• [Brief] Transcribe the passage from the court ruling on warranties below, word for word, from "The instruction manual" to "to the Stroklunds.".

• [Given text]
The Stroklunds do not argue that Pete Stroklund or Becky Stroklund received an express warranty at the time of the purchase of the muzzleloader rifle in 2002. Rather, the Stroklunds argue that the original purchaser of the muzzleloader rifle received an express warranty, and that the express warranty provided to the original purchaser extends to the Stroklunds through the extension of warranties to third party beneficiaries.See N.D.C.C. § 41-02-35. The Stroklunds contend that Thompson/Center Arms created an express warranty with the original purchaser because it represented in its advertising and marketing literature that it manufactured quality firearms that were backed by a "lifetime warranty." See Docket No. 123-4, p. 7.

The instruction manual that accompanied a new Thompson/Center Arms product provided several statements of warranty, including the following: "Thompson/Center Arms provides a warranty for all factory finished firearms for the LIFETIME OF THE ORIGINAL CONSUMER PURCHASER." See Docket No. 123-9, p. 12. It is important to note that Thompson/Center Arms has stated that it was the company's practice to extend and honor the warranty of the firearm to subsequent purchasers. See Deposition of Michael Garland, Docket No. 123-2, p. 105. Viewing the evidence in a light most favorable to the Stroklunds, the Court finds that the Stroklunds have presented sufficient evidence to create a genuine issue of material fact as to the existence of an express warranty made to the original purchaser of the muzzleloader rifle, and the extension of that express warranty to the Stroklunds.

The Stroklunds contend that Section 41-02-35 of the North Dakota Century Code extends the express warranty beyond the initial purchaser to include Pete Stroklund as a third party beneficiary. Section 41-02-35 relates to third party beneficiaries of warranties and provides as follows:

A seller's warranty whether express or implied extends to any person who may reasonably be expected to use, consume, or be affected by the goods and who is injured by breach of the warranty. A seller may not exclude or limit the operation of this section with respect to injury to the person of an individual to whom the warranty extends.
Id. (emphasis added). Section 41-02-35 codifies Section 2-318 of the Uniform Commercial Code, and adopts the most expansive Uniform Commercial Code provision for defining who may be held liable for express or implied warranties. See White and Summers, Uniform Commercial Code § 11-5 (5th ed. 1996). The plain language of the U.C.C. provision provides that the question of to whom an express or implied warranty extends is a question of "who may reasonably be expected to use, consume, or be affected by the goods," and as such is a question for the jury to resolve at trial. N.D.C.C. § 41-02-35.

• [Recorded data]

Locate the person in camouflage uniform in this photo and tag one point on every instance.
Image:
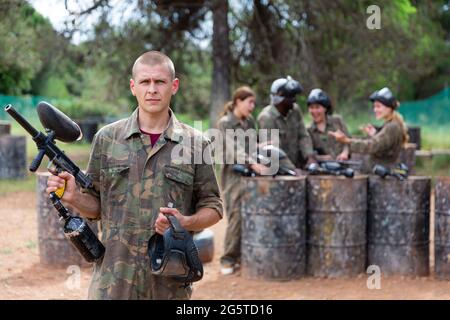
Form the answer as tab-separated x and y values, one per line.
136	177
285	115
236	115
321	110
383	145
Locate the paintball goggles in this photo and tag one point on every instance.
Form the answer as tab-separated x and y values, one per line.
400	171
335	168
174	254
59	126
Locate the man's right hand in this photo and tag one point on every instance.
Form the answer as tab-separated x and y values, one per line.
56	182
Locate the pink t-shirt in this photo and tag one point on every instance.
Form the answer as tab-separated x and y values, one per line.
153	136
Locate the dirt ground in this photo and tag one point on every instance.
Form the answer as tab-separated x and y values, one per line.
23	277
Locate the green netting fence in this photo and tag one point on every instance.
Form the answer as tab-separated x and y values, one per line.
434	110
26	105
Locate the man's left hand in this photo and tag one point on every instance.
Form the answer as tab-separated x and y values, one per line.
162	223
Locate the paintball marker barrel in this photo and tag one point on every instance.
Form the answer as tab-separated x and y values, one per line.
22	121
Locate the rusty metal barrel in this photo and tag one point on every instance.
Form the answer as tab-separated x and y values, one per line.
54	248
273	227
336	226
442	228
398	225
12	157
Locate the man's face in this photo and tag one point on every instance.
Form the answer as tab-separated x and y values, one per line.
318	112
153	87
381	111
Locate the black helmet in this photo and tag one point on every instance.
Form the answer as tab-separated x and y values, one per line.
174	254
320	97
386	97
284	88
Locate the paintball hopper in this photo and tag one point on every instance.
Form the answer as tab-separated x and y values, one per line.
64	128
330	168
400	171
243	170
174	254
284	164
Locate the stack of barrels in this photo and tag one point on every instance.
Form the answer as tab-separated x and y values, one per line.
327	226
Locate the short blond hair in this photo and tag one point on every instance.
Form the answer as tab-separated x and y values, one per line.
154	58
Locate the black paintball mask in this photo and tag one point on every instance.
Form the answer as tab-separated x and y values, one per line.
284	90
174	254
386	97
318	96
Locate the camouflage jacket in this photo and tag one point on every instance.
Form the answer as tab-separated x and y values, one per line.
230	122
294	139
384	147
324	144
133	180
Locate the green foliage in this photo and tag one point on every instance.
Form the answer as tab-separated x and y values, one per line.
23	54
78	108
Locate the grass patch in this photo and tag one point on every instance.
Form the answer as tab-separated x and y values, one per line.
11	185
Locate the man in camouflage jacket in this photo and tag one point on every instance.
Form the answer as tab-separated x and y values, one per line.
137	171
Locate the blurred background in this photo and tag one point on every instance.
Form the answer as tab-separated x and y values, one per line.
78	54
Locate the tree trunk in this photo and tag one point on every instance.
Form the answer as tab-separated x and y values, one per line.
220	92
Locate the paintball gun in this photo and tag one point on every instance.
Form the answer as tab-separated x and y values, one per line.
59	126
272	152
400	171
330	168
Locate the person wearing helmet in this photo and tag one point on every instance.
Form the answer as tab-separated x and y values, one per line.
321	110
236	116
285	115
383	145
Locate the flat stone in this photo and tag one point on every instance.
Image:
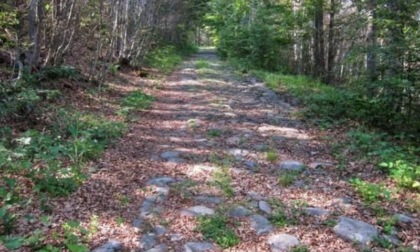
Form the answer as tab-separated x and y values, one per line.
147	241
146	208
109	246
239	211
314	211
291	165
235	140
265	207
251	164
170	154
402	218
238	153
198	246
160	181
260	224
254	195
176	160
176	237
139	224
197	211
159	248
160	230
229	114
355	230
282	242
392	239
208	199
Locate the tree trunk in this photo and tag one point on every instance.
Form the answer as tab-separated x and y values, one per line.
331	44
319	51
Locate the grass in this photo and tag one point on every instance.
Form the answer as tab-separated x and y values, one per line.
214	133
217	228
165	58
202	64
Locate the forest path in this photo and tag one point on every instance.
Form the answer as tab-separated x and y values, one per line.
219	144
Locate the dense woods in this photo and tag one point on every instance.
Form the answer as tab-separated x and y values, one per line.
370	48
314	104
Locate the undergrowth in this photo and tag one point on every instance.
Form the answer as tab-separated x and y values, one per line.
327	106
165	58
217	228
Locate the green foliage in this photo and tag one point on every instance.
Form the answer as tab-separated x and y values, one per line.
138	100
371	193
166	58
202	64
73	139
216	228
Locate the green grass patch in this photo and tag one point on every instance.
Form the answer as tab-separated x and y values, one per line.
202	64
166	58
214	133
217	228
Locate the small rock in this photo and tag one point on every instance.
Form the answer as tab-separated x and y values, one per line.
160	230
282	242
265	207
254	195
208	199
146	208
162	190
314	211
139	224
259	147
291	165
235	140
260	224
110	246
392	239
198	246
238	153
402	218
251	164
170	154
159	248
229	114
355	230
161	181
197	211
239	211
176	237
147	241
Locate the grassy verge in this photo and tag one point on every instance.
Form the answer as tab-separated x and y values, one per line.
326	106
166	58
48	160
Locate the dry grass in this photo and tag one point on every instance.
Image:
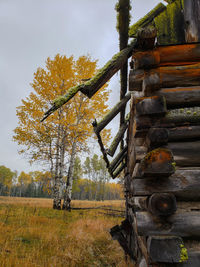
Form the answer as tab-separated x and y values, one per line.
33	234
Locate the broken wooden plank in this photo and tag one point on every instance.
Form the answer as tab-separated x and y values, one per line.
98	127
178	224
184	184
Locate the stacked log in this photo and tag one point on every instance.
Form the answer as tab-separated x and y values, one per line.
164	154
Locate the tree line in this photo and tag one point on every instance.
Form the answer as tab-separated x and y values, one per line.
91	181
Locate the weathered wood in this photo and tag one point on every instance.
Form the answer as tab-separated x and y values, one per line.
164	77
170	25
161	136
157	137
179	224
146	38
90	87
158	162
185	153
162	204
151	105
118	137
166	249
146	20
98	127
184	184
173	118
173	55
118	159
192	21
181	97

• [Answer to the exercise]
The instruction manual that accompanied a new Thompson/Center Arms product provided several statements of warranty, including the following: "Thompson/Center Arms provides a warranty for all factory finished firearms for the LIFETIME OF THE ORIGINAL CONSUMER PURCHASER." See Docket No. 123-9, p. 12. It is important to note that Thompson/Center Arms has stated that it was the company's practice to extend and honor the warranty of the firearm to subsequent purchasers. See Deposition of Michael Garland, Docket No. 123-2, p. 105. Viewing the evidence in a light most favorable to the Stroklunds, the Court finds that the Stroklunds have presented sufficient evidence to create a genuine issue of material fact as to the existence of an express warranty made to the original purchaser of the muzzleloader rifle, and the extension of that express warranty to the Stroklunds.